== Stated task ==
Count the lines in the rows below that contain the string "bamboo", matching case exactly, and give only the number.

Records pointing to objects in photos
········

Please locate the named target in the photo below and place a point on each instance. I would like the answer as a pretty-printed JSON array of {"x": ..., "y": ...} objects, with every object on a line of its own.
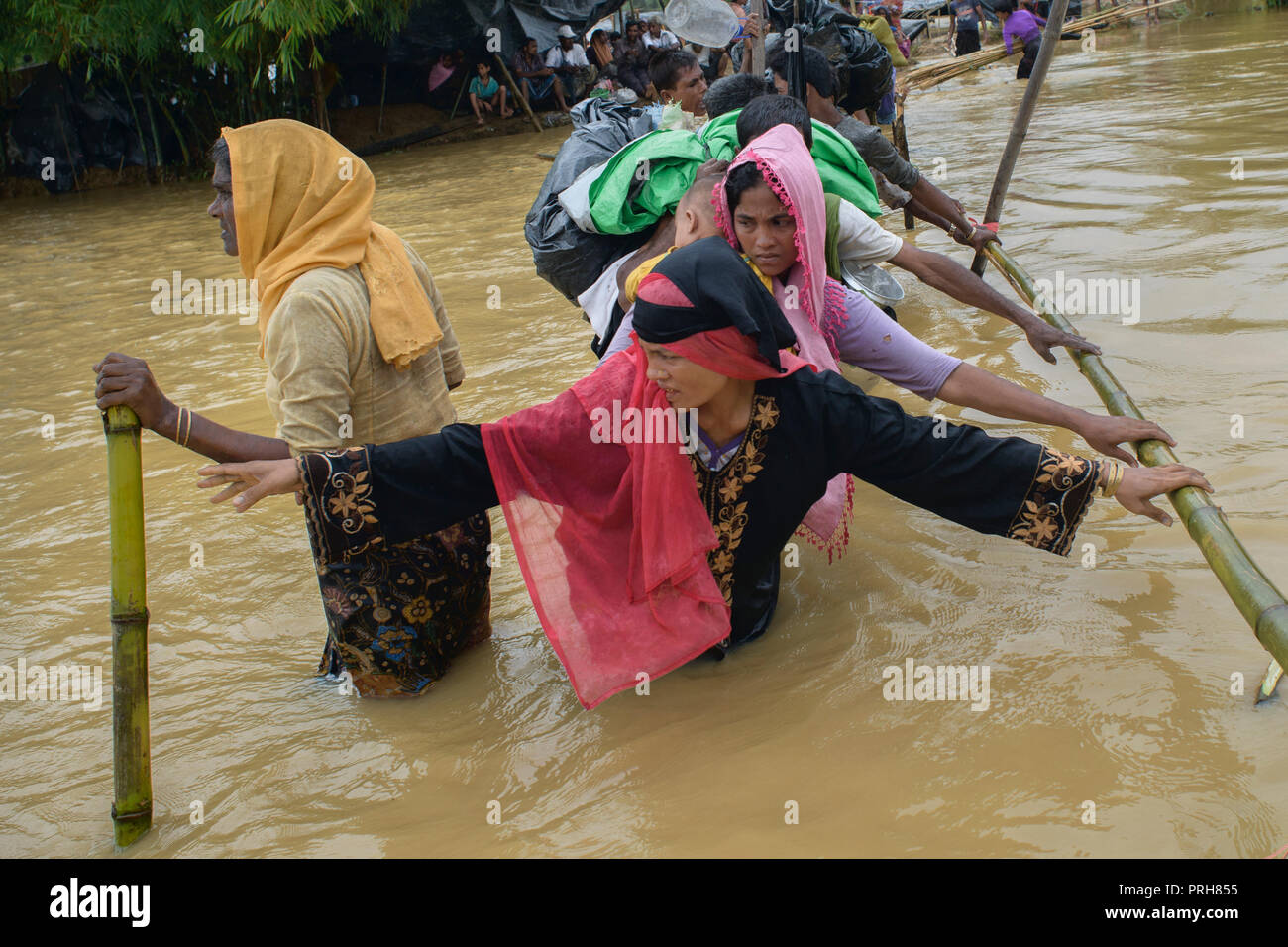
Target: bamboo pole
[
  {"x": 132, "y": 768},
  {"x": 901, "y": 144},
  {"x": 465, "y": 81},
  {"x": 1020, "y": 127},
  {"x": 384, "y": 80},
  {"x": 514, "y": 88},
  {"x": 1252, "y": 592}
]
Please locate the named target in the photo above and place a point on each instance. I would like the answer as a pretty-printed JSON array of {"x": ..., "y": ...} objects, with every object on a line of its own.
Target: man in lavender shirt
[
  {"x": 1022, "y": 25},
  {"x": 874, "y": 342}
]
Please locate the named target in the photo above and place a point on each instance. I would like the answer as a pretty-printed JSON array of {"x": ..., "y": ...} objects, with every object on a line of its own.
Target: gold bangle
[{"x": 1112, "y": 479}]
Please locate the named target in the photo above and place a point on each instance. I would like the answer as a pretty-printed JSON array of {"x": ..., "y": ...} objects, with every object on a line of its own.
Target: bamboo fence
[{"x": 940, "y": 71}]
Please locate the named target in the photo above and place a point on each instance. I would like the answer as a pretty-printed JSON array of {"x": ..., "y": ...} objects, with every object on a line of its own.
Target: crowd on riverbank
[{"x": 651, "y": 504}]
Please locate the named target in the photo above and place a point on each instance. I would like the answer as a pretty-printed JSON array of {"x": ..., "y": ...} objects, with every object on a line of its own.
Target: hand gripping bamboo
[{"x": 1252, "y": 592}]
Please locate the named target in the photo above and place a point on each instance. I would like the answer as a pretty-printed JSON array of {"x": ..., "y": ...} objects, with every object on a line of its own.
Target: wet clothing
[
  {"x": 638, "y": 556},
  {"x": 1030, "y": 55},
  {"x": 483, "y": 91},
  {"x": 804, "y": 431},
  {"x": 877, "y": 153},
  {"x": 1024, "y": 26},
  {"x": 539, "y": 86},
  {"x": 325, "y": 367},
  {"x": 966, "y": 13},
  {"x": 631, "y": 60},
  {"x": 349, "y": 367},
  {"x": 395, "y": 616}
]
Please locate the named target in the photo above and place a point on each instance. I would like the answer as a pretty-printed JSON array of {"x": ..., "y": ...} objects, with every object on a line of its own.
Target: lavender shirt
[
  {"x": 870, "y": 341},
  {"x": 1022, "y": 25}
]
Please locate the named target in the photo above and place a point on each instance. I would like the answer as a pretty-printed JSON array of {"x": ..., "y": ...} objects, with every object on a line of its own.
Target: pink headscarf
[{"x": 812, "y": 303}]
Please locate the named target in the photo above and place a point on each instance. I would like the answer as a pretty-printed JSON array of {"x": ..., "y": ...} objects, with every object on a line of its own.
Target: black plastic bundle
[
  {"x": 863, "y": 68},
  {"x": 566, "y": 257}
]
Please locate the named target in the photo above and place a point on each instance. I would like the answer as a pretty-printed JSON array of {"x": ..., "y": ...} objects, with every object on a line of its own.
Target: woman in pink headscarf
[{"x": 771, "y": 206}]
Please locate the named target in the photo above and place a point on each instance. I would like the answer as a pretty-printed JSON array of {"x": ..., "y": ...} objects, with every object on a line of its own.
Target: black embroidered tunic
[{"x": 804, "y": 429}]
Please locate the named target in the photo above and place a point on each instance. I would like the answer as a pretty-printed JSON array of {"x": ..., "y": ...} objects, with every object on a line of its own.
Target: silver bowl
[{"x": 872, "y": 282}]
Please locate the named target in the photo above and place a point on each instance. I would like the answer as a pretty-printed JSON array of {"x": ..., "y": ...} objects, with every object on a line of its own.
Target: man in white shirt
[{"x": 568, "y": 59}]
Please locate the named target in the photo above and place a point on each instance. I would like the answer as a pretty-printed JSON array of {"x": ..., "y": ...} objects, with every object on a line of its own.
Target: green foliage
[{"x": 205, "y": 63}]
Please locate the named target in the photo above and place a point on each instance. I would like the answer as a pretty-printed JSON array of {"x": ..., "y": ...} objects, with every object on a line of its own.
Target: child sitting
[{"x": 483, "y": 90}]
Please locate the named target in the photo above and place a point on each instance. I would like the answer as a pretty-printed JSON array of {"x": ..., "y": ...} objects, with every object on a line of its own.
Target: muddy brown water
[{"x": 1108, "y": 684}]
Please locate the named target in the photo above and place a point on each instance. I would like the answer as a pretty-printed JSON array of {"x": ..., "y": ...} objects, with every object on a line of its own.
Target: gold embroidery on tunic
[{"x": 721, "y": 491}]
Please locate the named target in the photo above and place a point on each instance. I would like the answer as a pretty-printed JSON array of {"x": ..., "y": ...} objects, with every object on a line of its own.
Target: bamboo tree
[
  {"x": 1252, "y": 592},
  {"x": 132, "y": 768}
]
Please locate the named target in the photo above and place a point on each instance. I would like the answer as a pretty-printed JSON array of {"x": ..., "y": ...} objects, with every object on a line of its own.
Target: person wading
[
  {"x": 640, "y": 557},
  {"x": 355, "y": 334}
]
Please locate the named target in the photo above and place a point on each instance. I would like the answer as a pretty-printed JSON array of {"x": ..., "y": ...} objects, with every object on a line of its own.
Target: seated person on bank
[
  {"x": 536, "y": 80},
  {"x": 485, "y": 93}
]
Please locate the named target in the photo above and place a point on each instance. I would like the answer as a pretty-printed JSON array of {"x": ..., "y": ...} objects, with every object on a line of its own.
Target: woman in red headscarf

········

== Problem solution ==
4